──────── Text segment
AO noted that majority of the loans taken were for the working capital
needs of the assessee. However, according to the AO, assessee had
advanced a sum of Rs.4.45 crores as on 31.3.2007 and Rs.3 crores as on
31.3.2008 to various parties without charging interest. As per AO, the average advances sans interest came to Rs.3.73 crores. He applied a rate
of 15% on such amount and held that Rs.55,95,000 out of the total claim of
interest expenditure was not allowable. Addition was accordingly made.
In its appeal before the CIT(Appeals), argument of the assessee
was that advances given by it was out of interest free funds available.
However, ld. CIT(A) was of the opinion that assessee could not
substantiate this argument. According to him, assessee had given a loan
of Rs.5,66,26,900 to one Shri J. Srinivasulu Reddy, Rs. 87,51,304 to Smt.
J. Sowadhamini and Rs.62,58,275 to one Shri R. Ramachandra Reddy,
who were all directors of the assessee. As per ld. CIT(A), no interest was
charged by the assessee on the above loans and he held that disallowance of pro rata interest at 15% was justified since assessee had paid
substantial interest during the relevant previous year. He thus confirmed
the addition.
ITA Nos. 875 & 741/Bang/2014 Page 5 of 20
Now before us, ld. AR strongly assailing the order of CIT(Appeals),
submitted that assessee had substantial interest free funds available with it.
As per ld. AR, the interest free funds available to assessee as on 31.3.2007
was Rs.17,90,41,923 and as on 31.3.2008 Rs.26,47,86,988. Thus, as per
ld. AR, the loans of Rs.4.45 crores as on 31.3.2007 and Rs.3 crores as on
31.3.2008 were given out of interest free funds. Relying on the judgment of the Hon’ble Bombay High Court in the case of CIT v. Reliance Utilities and
Power Ltd., 313 ITR 340, the ld. AR submitted that if interest free funds and
interest bearing funds were both available, then a presumption would arise
that loans were first given out of interest free funds. Reliance was also placed in the case of M/s. KBD Sugars & Distilleries Ltd. v. ACIT, ITA Nos.
────────────────
──────── Material
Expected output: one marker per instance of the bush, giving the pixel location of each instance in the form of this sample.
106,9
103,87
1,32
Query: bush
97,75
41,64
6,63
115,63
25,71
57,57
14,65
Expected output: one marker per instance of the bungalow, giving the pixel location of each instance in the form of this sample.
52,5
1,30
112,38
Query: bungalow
────────────────
──────── Material
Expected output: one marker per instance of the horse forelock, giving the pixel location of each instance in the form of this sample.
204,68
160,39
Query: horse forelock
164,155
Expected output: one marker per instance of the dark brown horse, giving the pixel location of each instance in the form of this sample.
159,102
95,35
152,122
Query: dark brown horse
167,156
────────────────
──────── Material
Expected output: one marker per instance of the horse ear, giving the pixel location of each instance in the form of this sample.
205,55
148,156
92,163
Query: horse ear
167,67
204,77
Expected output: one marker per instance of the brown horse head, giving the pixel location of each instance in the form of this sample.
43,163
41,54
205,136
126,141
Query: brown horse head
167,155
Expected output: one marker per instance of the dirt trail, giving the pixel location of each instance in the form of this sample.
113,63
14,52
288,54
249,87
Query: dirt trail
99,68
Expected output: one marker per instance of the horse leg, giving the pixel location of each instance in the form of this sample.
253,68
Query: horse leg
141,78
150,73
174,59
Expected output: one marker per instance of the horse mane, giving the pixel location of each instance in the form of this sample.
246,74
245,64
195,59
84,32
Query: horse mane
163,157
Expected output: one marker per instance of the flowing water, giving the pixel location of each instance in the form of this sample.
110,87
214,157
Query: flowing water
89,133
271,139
────────────────
**Tasks and exercises**
1 > Name the directors who, according to the tax appeal excerpt, received loans from the assessee.
2 > In the tax appeal excerpt, how much of the total claim of interest expenditure did the AO hold was not allowable?
Rely only on the tax appeal excerpt, not on the entries.

**In response**
1 > Shri J. Srinivasulu Reddy, Smt. J. Sowadhamini, and Shri R. Ramachandra Reddy

2 > Rs.55,95,000